TASK LIST:
• a. List every AMD sensor type that the sensor scan output reports checking.
• b. Carry on the sensor scan output from its last line onward.

TEXT SEGMENT:
This program will help you determine which kernel modules you need
to load to use lm_sensors most effectively. It is generally safe
and recommended to accept the default answers to all questions,
unless you know what you're doing.

Some south bridges, CPUs or memory controllers contain embedded sensors.
Do you want to scan for them? This is totally safe. (YES/no): y
Module cpuid loaded successfully.
Silicon Integrated Systems SIS5595...                       No
VIA VT82C686 Integrated Sensors...                          No
VIA VT8231 Integrated Sensors...                            No
AMD K8 thermal sensors...                                   No
AMD Family 10h thermal sensors...                           No
AMD Family 11h thermal sensors...                           No
AMD Family 12h and 14h thermal sensors...                   No
AMD Family 15h thermal sensors...                           No
AMD Family 15h power sensors...                             No
AMD Family 16h power sensors...                             No
Intel digital thermal sensor...                             Success!

Referring expression data:
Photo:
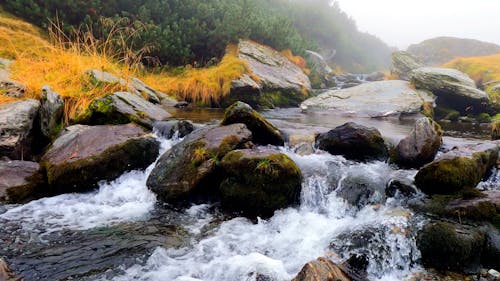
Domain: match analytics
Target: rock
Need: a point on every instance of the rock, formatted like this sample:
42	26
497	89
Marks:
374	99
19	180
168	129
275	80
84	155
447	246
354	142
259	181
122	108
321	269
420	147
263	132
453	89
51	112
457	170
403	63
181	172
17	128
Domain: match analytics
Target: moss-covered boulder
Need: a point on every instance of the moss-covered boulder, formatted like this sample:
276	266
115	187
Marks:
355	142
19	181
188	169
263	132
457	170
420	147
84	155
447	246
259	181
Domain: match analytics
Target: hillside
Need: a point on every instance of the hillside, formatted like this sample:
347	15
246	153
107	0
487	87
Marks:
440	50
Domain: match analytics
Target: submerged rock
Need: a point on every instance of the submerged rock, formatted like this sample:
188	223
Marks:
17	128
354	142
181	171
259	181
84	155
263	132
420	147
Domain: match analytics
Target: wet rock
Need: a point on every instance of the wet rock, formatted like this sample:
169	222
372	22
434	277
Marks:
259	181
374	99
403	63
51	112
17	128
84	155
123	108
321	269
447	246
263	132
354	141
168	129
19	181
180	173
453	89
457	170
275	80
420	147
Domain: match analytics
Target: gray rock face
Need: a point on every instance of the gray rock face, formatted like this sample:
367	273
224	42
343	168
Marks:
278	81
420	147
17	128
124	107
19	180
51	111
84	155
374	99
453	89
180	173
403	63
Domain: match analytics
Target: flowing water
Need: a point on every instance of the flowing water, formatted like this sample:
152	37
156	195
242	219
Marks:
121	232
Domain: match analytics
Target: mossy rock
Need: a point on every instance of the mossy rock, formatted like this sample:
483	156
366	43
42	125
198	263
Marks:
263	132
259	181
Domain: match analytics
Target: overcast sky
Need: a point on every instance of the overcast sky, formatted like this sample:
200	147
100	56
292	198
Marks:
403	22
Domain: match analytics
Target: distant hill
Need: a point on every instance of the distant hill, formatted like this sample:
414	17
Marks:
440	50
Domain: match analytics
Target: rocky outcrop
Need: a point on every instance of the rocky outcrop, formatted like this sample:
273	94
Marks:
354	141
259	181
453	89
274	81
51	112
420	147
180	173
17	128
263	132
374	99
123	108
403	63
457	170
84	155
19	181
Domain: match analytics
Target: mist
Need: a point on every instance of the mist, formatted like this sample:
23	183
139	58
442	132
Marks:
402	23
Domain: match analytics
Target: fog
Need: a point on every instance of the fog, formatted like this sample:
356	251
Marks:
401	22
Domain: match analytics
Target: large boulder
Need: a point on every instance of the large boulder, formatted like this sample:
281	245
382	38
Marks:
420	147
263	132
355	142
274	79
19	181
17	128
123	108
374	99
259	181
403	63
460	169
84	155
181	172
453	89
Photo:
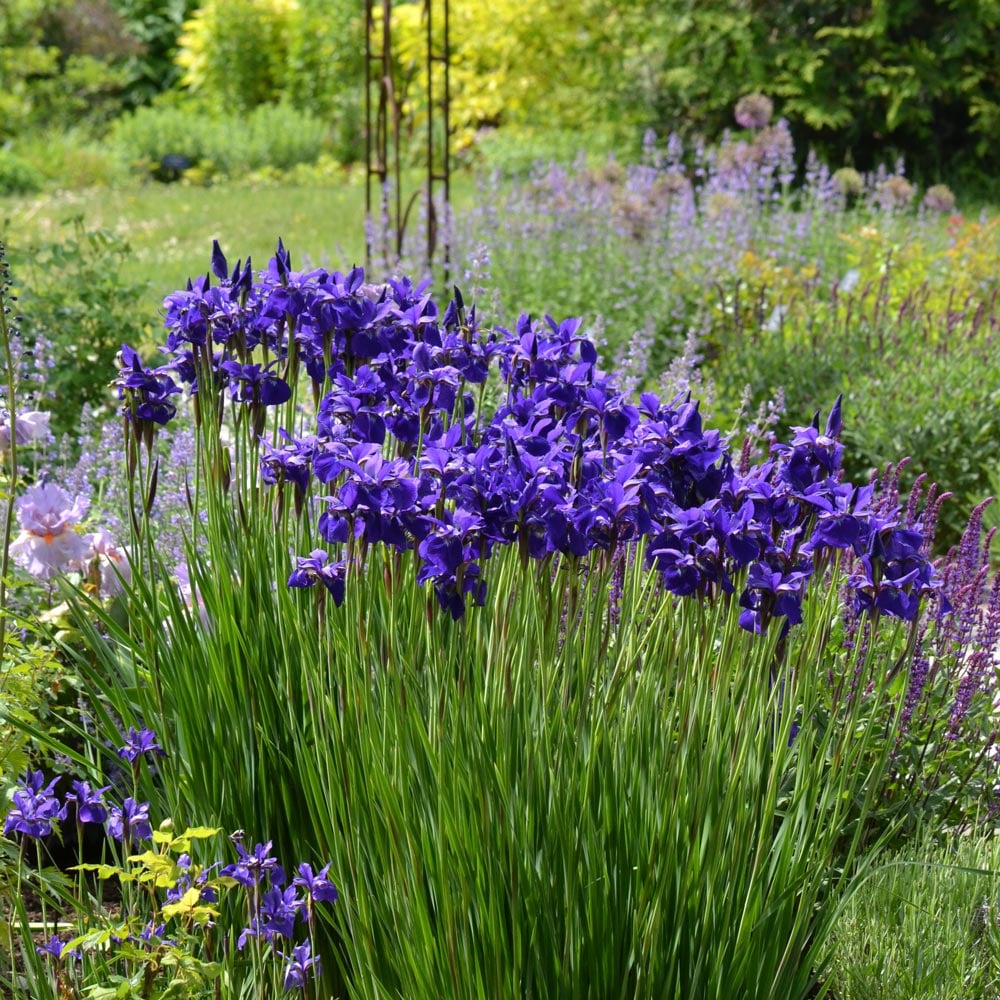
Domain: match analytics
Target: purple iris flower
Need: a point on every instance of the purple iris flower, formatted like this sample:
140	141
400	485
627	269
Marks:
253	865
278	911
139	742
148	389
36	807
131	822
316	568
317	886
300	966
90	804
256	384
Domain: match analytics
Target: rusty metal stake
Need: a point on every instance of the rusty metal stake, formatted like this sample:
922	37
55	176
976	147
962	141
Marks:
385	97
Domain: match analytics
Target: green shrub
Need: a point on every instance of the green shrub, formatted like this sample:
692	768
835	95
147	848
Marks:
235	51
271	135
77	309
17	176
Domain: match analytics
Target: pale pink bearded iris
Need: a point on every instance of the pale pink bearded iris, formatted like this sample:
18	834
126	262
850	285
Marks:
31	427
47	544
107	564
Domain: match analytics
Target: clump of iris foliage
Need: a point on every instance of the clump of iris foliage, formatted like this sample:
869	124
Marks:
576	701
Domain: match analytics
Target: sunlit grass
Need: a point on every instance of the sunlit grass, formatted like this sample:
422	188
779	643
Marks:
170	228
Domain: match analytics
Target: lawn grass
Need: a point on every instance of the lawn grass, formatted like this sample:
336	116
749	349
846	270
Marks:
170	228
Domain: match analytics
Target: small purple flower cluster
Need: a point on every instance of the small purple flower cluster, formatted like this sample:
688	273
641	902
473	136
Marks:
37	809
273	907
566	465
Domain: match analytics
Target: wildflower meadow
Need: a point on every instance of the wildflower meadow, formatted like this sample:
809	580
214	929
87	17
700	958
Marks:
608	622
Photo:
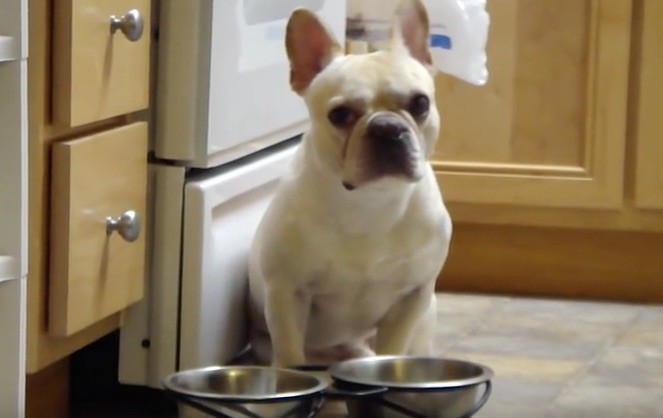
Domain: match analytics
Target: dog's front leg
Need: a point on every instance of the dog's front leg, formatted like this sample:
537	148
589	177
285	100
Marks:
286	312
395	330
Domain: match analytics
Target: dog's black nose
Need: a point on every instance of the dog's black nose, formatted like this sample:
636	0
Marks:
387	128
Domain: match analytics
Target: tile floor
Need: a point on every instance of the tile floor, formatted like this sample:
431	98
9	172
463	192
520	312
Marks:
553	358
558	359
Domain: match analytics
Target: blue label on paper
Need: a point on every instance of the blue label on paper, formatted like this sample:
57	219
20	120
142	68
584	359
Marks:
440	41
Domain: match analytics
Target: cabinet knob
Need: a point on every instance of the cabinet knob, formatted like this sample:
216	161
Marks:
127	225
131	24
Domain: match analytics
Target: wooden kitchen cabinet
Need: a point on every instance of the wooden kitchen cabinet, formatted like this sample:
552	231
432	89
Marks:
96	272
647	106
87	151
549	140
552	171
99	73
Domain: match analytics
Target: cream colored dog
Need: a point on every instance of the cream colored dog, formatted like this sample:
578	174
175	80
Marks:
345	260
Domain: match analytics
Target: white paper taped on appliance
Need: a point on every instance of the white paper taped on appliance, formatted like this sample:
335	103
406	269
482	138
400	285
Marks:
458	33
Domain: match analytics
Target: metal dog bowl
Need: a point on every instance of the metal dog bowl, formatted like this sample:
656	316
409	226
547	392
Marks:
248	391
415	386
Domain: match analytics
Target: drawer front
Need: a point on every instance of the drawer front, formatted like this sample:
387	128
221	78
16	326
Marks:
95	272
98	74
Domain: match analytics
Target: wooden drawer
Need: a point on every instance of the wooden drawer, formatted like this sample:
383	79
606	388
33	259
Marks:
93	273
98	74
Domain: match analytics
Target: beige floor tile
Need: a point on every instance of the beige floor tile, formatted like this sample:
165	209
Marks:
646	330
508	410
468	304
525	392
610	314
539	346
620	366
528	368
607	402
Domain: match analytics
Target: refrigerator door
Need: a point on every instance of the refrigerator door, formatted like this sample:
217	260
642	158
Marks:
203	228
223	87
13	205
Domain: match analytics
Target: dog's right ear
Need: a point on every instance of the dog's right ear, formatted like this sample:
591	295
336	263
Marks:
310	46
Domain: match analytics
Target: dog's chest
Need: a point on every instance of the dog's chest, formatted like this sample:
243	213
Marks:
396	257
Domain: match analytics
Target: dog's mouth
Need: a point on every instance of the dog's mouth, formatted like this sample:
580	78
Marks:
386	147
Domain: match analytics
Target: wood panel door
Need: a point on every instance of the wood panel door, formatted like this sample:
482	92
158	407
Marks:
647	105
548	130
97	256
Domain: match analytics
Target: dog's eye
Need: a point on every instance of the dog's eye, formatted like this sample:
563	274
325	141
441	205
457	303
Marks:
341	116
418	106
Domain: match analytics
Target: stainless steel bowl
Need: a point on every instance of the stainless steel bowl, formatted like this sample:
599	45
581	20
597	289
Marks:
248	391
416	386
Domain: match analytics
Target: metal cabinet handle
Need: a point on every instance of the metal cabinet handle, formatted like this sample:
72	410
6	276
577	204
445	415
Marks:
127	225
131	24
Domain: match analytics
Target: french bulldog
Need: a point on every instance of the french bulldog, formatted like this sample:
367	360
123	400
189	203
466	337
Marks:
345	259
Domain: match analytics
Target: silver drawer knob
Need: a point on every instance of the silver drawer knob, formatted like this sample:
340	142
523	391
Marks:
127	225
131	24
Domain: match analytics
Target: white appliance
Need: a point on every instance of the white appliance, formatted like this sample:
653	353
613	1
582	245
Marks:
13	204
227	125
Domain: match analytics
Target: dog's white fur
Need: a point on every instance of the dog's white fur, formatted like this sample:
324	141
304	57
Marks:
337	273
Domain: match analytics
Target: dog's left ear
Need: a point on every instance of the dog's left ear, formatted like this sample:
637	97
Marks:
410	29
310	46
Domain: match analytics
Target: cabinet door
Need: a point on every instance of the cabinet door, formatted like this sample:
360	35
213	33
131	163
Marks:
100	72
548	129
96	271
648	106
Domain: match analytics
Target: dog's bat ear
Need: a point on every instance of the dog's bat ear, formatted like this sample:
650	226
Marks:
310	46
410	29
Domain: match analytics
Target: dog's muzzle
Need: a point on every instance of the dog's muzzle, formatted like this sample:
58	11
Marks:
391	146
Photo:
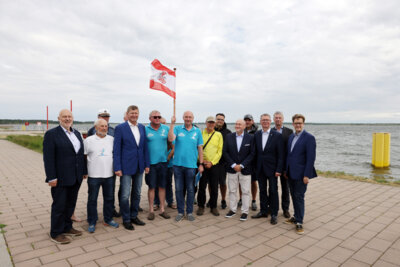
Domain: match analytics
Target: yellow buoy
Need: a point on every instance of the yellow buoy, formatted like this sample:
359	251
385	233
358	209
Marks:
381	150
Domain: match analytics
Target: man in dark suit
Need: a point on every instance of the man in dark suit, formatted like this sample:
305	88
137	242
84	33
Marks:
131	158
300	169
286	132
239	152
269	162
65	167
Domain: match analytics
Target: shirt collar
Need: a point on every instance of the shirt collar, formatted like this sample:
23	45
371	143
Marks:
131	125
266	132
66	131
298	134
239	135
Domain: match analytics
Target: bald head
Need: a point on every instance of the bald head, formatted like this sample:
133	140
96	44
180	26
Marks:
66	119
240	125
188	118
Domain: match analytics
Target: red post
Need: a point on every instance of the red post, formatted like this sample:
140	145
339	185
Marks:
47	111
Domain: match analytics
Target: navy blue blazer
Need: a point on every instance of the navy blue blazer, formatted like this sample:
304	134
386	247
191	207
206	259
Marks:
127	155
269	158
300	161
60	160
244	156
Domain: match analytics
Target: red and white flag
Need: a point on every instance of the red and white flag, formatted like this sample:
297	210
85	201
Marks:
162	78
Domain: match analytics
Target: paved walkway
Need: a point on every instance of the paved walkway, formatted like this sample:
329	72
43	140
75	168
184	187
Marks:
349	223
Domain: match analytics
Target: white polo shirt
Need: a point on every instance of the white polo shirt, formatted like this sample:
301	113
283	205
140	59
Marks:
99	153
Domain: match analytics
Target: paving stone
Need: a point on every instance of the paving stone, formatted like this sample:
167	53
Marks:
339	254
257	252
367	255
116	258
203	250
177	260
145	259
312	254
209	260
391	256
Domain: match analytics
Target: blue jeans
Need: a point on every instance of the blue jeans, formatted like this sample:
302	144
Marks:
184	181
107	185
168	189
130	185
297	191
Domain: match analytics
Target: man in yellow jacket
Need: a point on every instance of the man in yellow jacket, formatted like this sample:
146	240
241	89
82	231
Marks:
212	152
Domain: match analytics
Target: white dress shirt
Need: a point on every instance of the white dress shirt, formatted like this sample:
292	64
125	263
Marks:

ANSWERS TO EACH TASK:
• a.
AMD K8 thermal sensors
AMD Family 10h thermal sensors
AMD Family 11h thermal sensors
AMD Family 12h and 14h thermal sensors
AMD Family 15h thermal sensors
AMD Family 15h power sensors
AMD Family 16h power sensors

• b.
    (driver `coretemp')
Intel AMB FB-DIMM thermal sensor...                         No
VIA C7 thermal sensor...                                    No
VIA Nano thermal sensor...                                  No

Some Super I/O chips contain embedded sensors. We have to write to
standard I/O ports to probe them. This is usually safe.
Do you want to scan for Super I/O sensors? (YES/no): n

Some hardware monitoring chips are accessible through the ISA I/O ports.
We have to write to arbitrary I/O ports to probe them. This is usually
safe though. Yes, you do have ISA I/O ports even if you do not have any
ISA slots! Do you want to scan the ISA I/O ports? (YES/no): n

Lastly, we can probe the I2C/SMBus adapters for connected hardware
monitoring devices. This is the most risky part, and while it works
reasonably well on most systems, it has been reported to cause trouble
on some systems.
Do you want to probe the I2C/SMBus adapters now? (YES/no): n

Now follows a summary of the probes I have just done.
Just press ENTER to continue: 

Driver `coretemp':
  * Chip `Intel digital thermal sensor' (confidence: 9)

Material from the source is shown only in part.